• Text segment
--------------------
Frozen flowers on the Saranac River. (Provided photo — Diane Chase)

I was recently talking with a friend about parental do-overs. We all have those moments when we wish to take back our words or actions. Those feelings apply to our everyday lives, not just parenting. Whatever the circumstances, wiping the slate clean seems easier than figuring out the mess.

First off, I am not talking about abuse. Physically or mentally harming anyone is unacceptable. If you or someone you know is being abused, please reach out to the authorities. There are groups experienced in helping people leave unhealthy living situations.

My friend and I discussed finding the right balance between friend and disciplinarian. She asked me what some of my do-overs would be as a parent. I said I wish I had seen beyond the terms placed on our children. We quickly label our kids as challenging, quiet, shy and hyper. Would we have had smoother transitions if I had looked more for the cause of willful behavior rather than just dealing with the consequences? If I had seen the behavior as strong-willed rather than difficult, could I have approached the circumstances differently? I used to get frustrated and angry frequently and apologize a lot.

My friend was feeling particularly defeated. Her do-overs deal with having children with various health and learning challenges. Her world of regret ranges from ignoring diagnoses to not accepting support. She looks back at how she could have made life easier for her children.

I don’t often reflect on all my parenting mistakes. I’ve tried to deal with the situation and not repeat the circumstances. I address my errors with my children as soon as possible so we don’t hold on to anger. They are also quick to call me out on my transgressions. I remind my children that I am also human and will make mistakes. I continue to learn.
--------------------
• Source data
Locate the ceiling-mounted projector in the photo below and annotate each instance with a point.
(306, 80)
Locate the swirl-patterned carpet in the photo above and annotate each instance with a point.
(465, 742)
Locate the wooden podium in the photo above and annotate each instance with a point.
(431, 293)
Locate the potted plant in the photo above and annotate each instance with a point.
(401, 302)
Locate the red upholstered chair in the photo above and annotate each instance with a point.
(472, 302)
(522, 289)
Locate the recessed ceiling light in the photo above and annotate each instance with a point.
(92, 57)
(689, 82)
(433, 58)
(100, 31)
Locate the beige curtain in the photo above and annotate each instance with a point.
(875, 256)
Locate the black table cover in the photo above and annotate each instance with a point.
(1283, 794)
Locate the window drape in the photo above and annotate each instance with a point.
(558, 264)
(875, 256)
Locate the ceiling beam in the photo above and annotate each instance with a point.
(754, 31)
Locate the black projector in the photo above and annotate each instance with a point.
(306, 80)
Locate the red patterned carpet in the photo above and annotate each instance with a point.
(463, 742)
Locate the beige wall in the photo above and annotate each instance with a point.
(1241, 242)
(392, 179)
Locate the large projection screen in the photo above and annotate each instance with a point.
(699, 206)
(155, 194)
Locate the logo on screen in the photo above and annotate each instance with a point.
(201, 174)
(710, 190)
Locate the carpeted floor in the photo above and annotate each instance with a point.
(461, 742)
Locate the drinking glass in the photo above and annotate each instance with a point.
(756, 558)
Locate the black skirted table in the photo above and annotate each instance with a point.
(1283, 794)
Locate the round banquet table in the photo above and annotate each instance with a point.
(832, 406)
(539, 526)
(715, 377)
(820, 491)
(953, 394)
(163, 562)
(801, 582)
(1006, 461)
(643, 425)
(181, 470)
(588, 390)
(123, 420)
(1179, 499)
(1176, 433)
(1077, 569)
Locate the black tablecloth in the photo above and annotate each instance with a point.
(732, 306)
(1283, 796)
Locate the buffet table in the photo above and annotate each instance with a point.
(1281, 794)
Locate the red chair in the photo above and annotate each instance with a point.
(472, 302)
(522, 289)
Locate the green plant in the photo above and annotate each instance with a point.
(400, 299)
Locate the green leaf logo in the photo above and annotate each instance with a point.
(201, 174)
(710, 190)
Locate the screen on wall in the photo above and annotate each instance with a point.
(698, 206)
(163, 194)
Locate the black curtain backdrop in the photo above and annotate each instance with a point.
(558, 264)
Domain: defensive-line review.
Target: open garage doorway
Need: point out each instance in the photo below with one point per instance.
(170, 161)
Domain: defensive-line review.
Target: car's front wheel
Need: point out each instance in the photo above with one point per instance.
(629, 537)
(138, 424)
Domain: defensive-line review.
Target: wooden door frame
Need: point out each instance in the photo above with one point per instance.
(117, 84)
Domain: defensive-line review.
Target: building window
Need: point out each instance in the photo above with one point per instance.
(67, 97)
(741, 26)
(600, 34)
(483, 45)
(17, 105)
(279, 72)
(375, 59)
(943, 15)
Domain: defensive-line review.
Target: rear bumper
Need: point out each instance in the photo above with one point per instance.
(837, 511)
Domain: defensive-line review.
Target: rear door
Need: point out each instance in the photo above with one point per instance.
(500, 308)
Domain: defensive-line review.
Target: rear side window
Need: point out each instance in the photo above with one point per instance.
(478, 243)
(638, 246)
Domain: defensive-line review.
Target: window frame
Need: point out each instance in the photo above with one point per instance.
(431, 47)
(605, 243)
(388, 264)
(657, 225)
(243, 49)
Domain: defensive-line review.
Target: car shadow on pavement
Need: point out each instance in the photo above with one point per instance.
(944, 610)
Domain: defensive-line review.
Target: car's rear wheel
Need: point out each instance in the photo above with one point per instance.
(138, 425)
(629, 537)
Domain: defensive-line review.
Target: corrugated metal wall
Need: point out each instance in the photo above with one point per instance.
--------------------
• Task instructions
In the column on parental do-overs, what does the writer say they used to do frequently?

• Exercise result
They used to get frustrated and angry frequently and apologize a lot.